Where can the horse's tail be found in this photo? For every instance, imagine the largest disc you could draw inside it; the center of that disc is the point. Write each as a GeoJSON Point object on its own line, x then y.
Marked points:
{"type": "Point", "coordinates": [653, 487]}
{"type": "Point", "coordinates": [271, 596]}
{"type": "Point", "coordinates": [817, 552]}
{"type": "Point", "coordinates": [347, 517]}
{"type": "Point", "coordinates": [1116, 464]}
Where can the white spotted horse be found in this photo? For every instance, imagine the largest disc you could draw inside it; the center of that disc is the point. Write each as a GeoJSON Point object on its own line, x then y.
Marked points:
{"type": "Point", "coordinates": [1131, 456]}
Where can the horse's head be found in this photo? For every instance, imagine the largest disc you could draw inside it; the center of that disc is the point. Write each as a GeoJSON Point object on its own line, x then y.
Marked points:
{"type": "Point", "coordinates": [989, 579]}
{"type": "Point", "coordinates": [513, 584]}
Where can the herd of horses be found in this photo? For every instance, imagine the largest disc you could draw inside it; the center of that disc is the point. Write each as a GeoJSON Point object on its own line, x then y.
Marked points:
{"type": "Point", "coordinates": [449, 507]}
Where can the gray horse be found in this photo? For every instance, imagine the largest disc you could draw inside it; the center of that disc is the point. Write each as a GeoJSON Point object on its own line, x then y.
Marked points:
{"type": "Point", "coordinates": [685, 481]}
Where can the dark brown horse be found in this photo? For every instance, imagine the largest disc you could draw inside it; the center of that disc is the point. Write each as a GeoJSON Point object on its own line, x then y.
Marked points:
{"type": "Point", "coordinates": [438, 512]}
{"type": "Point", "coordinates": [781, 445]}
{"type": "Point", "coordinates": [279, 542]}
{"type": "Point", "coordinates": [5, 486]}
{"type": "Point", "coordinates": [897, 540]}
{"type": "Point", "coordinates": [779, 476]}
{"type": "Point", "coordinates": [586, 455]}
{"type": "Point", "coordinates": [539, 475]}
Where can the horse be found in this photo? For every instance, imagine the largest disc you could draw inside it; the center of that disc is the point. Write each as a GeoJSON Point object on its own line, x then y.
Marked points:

### INSTRUCTIONS TO FOLLOW
Can you extract every item above and reproduce all of its lines verbatim?

### WORKED SOLUTION
Where can the horse's tail be found in this photo? For every instance, imagine the largest disc you could draw inside it; the center of that disc is the point. Write each as a GeoJSON Point object on its own line, x then y.
Marked points:
{"type": "Point", "coordinates": [653, 487]}
{"type": "Point", "coordinates": [271, 596]}
{"type": "Point", "coordinates": [817, 552]}
{"type": "Point", "coordinates": [347, 517]}
{"type": "Point", "coordinates": [1116, 464]}
Where can the white spotted horse be found in this photo? For every instance, imagine the largest disc you could draw inside it; the center of that disc is the point. Write each as a GeoJSON Point object on its own line, x then y.
Marked points:
{"type": "Point", "coordinates": [1131, 456]}
Where can the horse's head be found in this photo? For every instance, imagine the largest disc you could draw inside it; the center of that disc is the point. Write each as a GeoJSON Point object on its own line, x then y.
Marked points:
{"type": "Point", "coordinates": [989, 579]}
{"type": "Point", "coordinates": [513, 584]}
Where can the herd of horses be found in this photo? For every instance, imagine the largest disc you could draw inside it; the center of that disc is the point. Write each as a GeoJSON Point object on its own line, x then y.
Marked points:
{"type": "Point", "coordinates": [449, 507]}
Where can the gray horse be found in this photo? For every instance, imagine the largest disc you could draw inside it; the center of that disc is the point. Write each as a GeoJSON Point object on its own line, x then y.
Marked points:
{"type": "Point", "coordinates": [685, 481]}
Where can the dark brown horse be found in this photo? For every instance, imagine the largest disc you could draw inside it; the center of that disc is the point. Write each as a GeoJSON Point object on its own line, x then y.
Marked points:
{"type": "Point", "coordinates": [438, 512]}
{"type": "Point", "coordinates": [781, 445]}
{"type": "Point", "coordinates": [279, 542]}
{"type": "Point", "coordinates": [5, 486]}
{"type": "Point", "coordinates": [897, 540]}
{"type": "Point", "coordinates": [779, 476]}
{"type": "Point", "coordinates": [586, 455]}
{"type": "Point", "coordinates": [539, 475]}
Where can the horse be found in this photo? For every instance, imagine the largest disc you could draw inside it; the center of that disc is the point. Write each as a GeoJSON Point object on its own line, x then y.
Marked points:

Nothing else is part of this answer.